[Start]
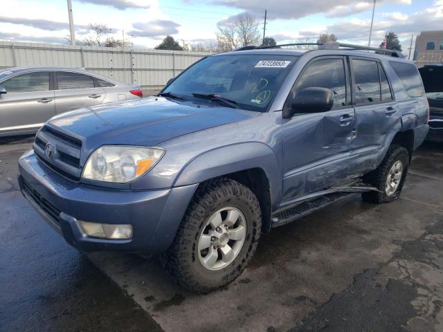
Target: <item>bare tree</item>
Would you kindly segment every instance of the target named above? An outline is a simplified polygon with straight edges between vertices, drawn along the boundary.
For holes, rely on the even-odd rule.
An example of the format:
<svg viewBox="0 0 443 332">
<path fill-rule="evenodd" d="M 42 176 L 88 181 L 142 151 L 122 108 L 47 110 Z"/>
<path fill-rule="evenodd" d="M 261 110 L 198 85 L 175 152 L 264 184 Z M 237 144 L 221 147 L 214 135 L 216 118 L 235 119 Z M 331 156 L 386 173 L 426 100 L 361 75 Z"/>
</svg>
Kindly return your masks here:
<svg viewBox="0 0 443 332">
<path fill-rule="evenodd" d="M 219 24 L 215 34 L 221 52 L 248 45 L 258 45 L 261 39 L 257 20 L 246 12 L 239 14 L 231 22 Z"/>
<path fill-rule="evenodd" d="M 234 23 L 224 26 L 219 24 L 217 26 L 217 31 L 215 35 L 217 35 L 217 44 L 219 49 L 226 52 L 238 47 L 239 39 Z"/>
<path fill-rule="evenodd" d="M 255 18 L 247 13 L 242 13 L 237 17 L 235 28 L 242 46 L 258 44 L 261 38 Z"/>
<path fill-rule="evenodd" d="M 91 23 L 89 24 L 89 29 L 95 34 L 96 45 L 98 46 L 104 46 L 102 39 L 109 35 L 111 32 L 111 29 L 108 28 L 106 24 Z M 85 38 L 85 39 L 87 39 L 87 38 Z M 89 39 L 89 42 L 92 41 L 91 37 Z"/>
</svg>

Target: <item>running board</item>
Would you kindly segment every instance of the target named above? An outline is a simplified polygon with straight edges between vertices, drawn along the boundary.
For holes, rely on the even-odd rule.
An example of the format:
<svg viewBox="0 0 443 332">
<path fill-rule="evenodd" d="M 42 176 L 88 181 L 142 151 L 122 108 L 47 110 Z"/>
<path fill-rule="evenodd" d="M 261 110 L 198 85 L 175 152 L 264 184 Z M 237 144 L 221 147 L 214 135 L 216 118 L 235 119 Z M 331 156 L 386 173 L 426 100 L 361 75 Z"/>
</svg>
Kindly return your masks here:
<svg viewBox="0 0 443 332">
<path fill-rule="evenodd" d="M 333 203 L 345 199 L 354 192 L 368 191 L 378 191 L 378 189 L 367 186 L 335 187 L 293 200 L 282 205 L 273 214 L 271 227 L 292 222 Z"/>
</svg>

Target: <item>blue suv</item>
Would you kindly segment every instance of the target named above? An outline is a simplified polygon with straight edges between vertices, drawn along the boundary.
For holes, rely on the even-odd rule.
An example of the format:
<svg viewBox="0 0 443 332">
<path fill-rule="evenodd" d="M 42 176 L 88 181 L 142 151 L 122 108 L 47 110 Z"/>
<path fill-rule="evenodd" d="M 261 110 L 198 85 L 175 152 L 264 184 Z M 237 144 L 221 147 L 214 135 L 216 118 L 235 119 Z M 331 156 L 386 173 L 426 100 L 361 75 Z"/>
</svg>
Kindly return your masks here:
<svg viewBox="0 0 443 332">
<path fill-rule="evenodd" d="M 71 246 L 161 253 L 207 293 L 240 275 L 262 232 L 353 192 L 397 199 L 428 116 L 397 51 L 248 47 L 205 57 L 156 96 L 53 118 L 19 182 Z"/>
</svg>

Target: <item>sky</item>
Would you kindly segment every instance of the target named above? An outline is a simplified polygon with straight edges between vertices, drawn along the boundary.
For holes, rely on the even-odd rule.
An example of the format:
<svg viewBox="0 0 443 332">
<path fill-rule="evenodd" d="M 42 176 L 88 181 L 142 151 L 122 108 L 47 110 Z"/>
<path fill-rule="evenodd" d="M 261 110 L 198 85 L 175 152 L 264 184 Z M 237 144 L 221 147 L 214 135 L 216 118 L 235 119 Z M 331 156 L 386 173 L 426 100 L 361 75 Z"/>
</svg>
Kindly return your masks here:
<svg viewBox="0 0 443 332">
<path fill-rule="evenodd" d="M 66 0 L 0 0 L 0 39 L 68 44 Z M 218 24 L 247 12 L 279 44 L 334 33 L 339 41 L 367 45 L 373 0 L 72 0 L 75 37 L 104 24 L 114 37 L 136 48 L 153 48 L 167 35 L 180 44 L 214 42 Z M 408 53 L 411 35 L 443 30 L 443 0 L 377 0 L 372 46 L 388 31 L 397 33 Z M 123 31 L 122 31 L 123 30 Z"/>
</svg>

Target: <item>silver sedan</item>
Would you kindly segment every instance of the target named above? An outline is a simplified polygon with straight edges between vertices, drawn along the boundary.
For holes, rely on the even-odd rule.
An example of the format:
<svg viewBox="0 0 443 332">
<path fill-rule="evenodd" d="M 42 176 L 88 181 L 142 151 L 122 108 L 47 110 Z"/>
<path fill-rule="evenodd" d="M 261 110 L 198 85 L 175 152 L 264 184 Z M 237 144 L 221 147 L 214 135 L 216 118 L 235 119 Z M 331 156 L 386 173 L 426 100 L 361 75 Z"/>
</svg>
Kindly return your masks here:
<svg viewBox="0 0 443 332">
<path fill-rule="evenodd" d="M 56 114 L 139 99 L 139 86 L 84 69 L 15 67 L 0 71 L 0 137 L 35 133 Z"/>
</svg>

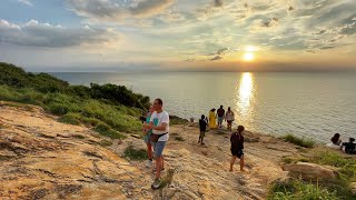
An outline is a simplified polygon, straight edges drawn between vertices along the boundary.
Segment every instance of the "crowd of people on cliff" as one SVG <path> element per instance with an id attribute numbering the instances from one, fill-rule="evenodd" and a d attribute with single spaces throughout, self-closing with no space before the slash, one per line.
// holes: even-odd
<path id="1" fill-rule="evenodd" d="M 141 117 L 144 122 L 144 140 L 147 146 L 147 156 L 148 160 L 146 163 L 147 168 L 155 166 L 154 173 L 155 181 L 151 184 L 152 189 L 158 189 L 161 186 L 160 173 L 165 170 L 165 160 L 164 160 L 164 149 L 169 139 L 169 114 L 162 108 L 164 102 L 161 99 L 156 99 L 154 104 L 150 106 L 149 111 L 145 117 Z M 230 107 L 225 112 L 222 106 L 217 110 L 211 109 L 208 118 L 204 114 L 199 120 L 200 134 L 198 143 L 204 143 L 205 132 L 207 127 L 215 129 L 217 127 L 222 128 L 224 120 L 227 122 L 227 129 L 231 131 L 233 121 L 235 120 L 235 114 L 231 111 Z M 230 151 L 231 151 L 231 161 L 229 171 L 234 170 L 234 163 L 236 159 L 240 159 L 240 171 L 244 171 L 244 132 L 245 128 L 238 126 L 237 131 L 234 131 L 230 136 Z M 152 164 L 155 159 L 155 164 Z"/>

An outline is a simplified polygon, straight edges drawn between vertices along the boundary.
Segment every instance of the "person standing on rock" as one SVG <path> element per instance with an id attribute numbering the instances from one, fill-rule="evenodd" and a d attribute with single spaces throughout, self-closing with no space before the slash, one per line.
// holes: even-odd
<path id="1" fill-rule="evenodd" d="M 244 170 L 244 132 L 245 128 L 243 126 L 237 127 L 237 132 L 233 132 L 230 137 L 231 142 L 231 161 L 230 161 L 230 171 L 233 171 L 233 167 L 235 163 L 236 158 L 240 159 L 240 171 Z"/>
<path id="2" fill-rule="evenodd" d="M 222 120 L 224 120 L 224 117 L 225 117 L 225 110 L 222 108 L 222 104 L 217 110 L 217 113 L 218 113 L 218 126 L 219 126 L 219 128 L 221 128 L 222 127 Z"/>
<path id="3" fill-rule="evenodd" d="M 162 109 L 162 106 L 164 102 L 161 99 L 155 100 L 155 112 L 150 118 L 149 124 L 144 127 L 145 129 L 152 129 L 150 139 L 154 147 L 156 160 L 156 179 L 151 184 L 152 189 L 158 189 L 161 184 L 160 172 L 164 168 L 162 152 L 169 139 L 169 114 Z"/>
<path id="4" fill-rule="evenodd" d="M 202 140 L 205 137 L 205 131 L 207 130 L 207 121 L 204 114 L 201 114 L 201 119 L 199 120 L 199 128 L 200 128 L 200 134 L 199 134 L 198 143 L 205 144 Z"/>
<path id="5" fill-rule="evenodd" d="M 216 113 L 215 108 L 209 111 L 209 129 L 216 128 Z"/>
<path id="6" fill-rule="evenodd" d="M 146 122 L 145 124 L 149 124 L 149 121 L 150 121 L 150 118 L 152 116 L 152 113 L 155 112 L 155 108 L 152 104 L 150 104 L 149 107 L 149 111 L 146 116 Z M 152 133 L 152 130 L 151 129 L 144 129 L 144 140 L 145 140 L 145 143 L 147 146 L 147 157 L 148 157 L 148 160 L 147 160 L 147 163 L 146 163 L 146 168 L 150 168 L 152 166 L 152 146 L 151 146 L 151 141 L 150 141 L 150 137 L 151 137 L 151 133 Z"/>
<path id="7" fill-rule="evenodd" d="M 235 114 L 231 111 L 230 107 L 227 108 L 227 112 L 225 114 L 225 120 L 227 121 L 227 130 L 231 131 L 233 121 L 235 120 Z"/>

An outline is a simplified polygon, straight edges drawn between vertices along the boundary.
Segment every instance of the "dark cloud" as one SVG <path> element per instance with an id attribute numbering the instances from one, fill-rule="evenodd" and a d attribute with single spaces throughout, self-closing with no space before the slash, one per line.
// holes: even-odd
<path id="1" fill-rule="evenodd" d="M 222 57 L 220 57 L 220 56 L 216 56 L 216 57 L 214 57 L 214 58 L 211 58 L 211 59 L 209 59 L 210 61 L 215 61 L 215 60 L 221 60 L 222 59 Z"/>
<path id="2" fill-rule="evenodd" d="M 122 19 L 148 18 L 161 13 L 174 0 L 144 0 L 136 6 L 125 7 L 113 0 L 67 0 L 70 10 L 78 16 L 95 20 L 120 21 Z"/>
<path id="3" fill-rule="evenodd" d="M 105 29 L 89 27 L 68 29 L 31 20 L 24 24 L 13 24 L 0 20 L 0 43 L 34 47 L 73 47 L 80 44 L 99 44 L 119 40 L 120 36 Z"/>

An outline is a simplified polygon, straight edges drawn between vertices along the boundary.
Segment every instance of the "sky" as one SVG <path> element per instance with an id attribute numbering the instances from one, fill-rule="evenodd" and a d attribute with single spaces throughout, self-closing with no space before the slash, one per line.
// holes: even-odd
<path id="1" fill-rule="evenodd" d="M 356 0 L 1 0 L 29 71 L 356 70 Z"/>

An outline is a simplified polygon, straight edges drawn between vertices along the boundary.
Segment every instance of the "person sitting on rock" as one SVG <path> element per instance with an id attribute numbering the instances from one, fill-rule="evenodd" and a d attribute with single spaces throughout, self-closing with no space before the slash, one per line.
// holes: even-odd
<path id="1" fill-rule="evenodd" d="M 334 146 L 340 146 L 342 144 L 340 134 L 335 133 L 334 137 L 332 138 L 332 142 Z"/>
<path id="2" fill-rule="evenodd" d="M 245 130 L 245 127 L 238 126 L 237 127 L 237 132 L 233 132 L 230 137 L 230 142 L 231 142 L 231 161 L 230 161 L 230 171 L 233 171 L 233 167 L 235 163 L 236 158 L 240 159 L 240 171 L 244 170 L 244 137 L 243 132 Z"/>
<path id="3" fill-rule="evenodd" d="M 343 148 L 345 147 L 345 152 L 348 154 L 356 154 L 356 143 L 354 143 L 355 138 L 349 138 L 348 142 L 343 143 Z"/>

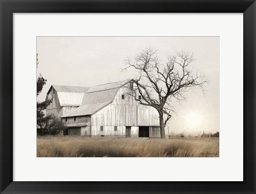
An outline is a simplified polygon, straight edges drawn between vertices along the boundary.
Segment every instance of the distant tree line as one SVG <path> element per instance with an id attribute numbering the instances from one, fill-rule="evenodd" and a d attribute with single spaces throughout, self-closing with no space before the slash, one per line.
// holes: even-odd
<path id="1" fill-rule="evenodd" d="M 36 67 L 39 63 L 36 54 Z M 44 85 L 47 80 L 40 75 L 36 80 L 36 96 L 42 92 Z M 56 135 L 61 131 L 64 131 L 66 127 L 59 118 L 53 115 L 45 115 L 45 110 L 48 105 L 52 102 L 52 100 L 45 100 L 42 102 L 36 102 L 37 114 L 37 135 Z"/>

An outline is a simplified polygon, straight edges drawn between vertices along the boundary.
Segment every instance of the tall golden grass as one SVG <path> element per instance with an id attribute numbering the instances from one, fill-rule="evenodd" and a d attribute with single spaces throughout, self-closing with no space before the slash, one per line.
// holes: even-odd
<path id="1" fill-rule="evenodd" d="M 219 138 L 38 136 L 38 157 L 216 157 Z"/>

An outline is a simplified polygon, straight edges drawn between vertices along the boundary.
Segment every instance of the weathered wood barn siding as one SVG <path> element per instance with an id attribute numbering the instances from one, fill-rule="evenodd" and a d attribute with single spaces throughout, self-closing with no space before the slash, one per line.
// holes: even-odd
<path id="1" fill-rule="evenodd" d="M 126 126 L 131 126 L 131 135 L 138 136 L 139 126 L 159 126 L 156 110 L 140 105 L 128 94 L 128 86 L 120 88 L 113 102 L 92 115 L 92 135 L 125 135 Z M 103 126 L 103 132 L 99 132 L 101 126 Z M 114 131 L 115 126 L 117 127 L 117 131 Z"/>
<path id="2" fill-rule="evenodd" d="M 83 127 L 90 126 L 90 116 L 82 116 L 76 117 L 76 120 L 74 117 L 67 117 L 62 119 L 62 123 L 67 127 Z"/>
<path id="3" fill-rule="evenodd" d="M 129 94 L 130 86 L 130 82 L 123 81 L 90 88 L 81 106 L 74 110 L 65 108 L 68 113 L 62 117 L 63 123 L 68 127 L 76 127 L 70 131 L 71 134 L 82 136 L 160 138 L 158 112 L 135 100 Z"/>
<path id="4" fill-rule="evenodd" d="M 149 138 L 161 138 L 160 127 L 149 127 Z"/>
<path id="5" fill-rule="evenodd" d="M 59 118 L 62 116 L 62 111 L 60 106 L 57 92 L 54 88 L 52 88 L 48 94 L 48 99 L 52 100 L 52 102 L 46 108 L 46 115 L 53 114 Z"/>

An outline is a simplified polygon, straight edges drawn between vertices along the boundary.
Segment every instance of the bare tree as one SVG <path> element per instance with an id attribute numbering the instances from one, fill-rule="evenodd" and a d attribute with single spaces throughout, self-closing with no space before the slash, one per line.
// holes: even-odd
<path id="1" fill-rule="evenodd" d="M 182 51 L 169 55 L 163 63 L 156 50 L 146 48 L 134 60 L 128 58 L 125 61 L 123 70 L 133 68 L 138 73 L 134 79 L 135 87 L 131 88 L 130 95 L 141 104 L 157 110 L 162 139 L 165 139 L 164 129 L 174 112 L 171 101 L 185 99 L 185 93 L 192 87 L 198 86 L 203 91 L 204 85 L 208 82 L 203 74 L 190 68 L 194 60 L 193 54 Z"/>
[End]
• **DIRECTIONS FOR THIS TASK**
Locate every line in the records that contains the string "rock" and copy each one in full. Case counts.

• **OUTPUT FOR THIS EXERCISE**
Segment every instance of the "person standing on rock" as one SVG <path> element per instance with an id attribute numbering the instances from one, fill-rule="evenodd" and a d attribute with single spaces throughout, self-closing with no space before the slash, one per line.
Segment every instance of the "person sitting on rock" as one SVG <path> element per instance with an id attribute numbering the instances from one, fill-rule="evenodd" and a d attribute with single spaces throughout, self-closing with no space before the slash, one per line.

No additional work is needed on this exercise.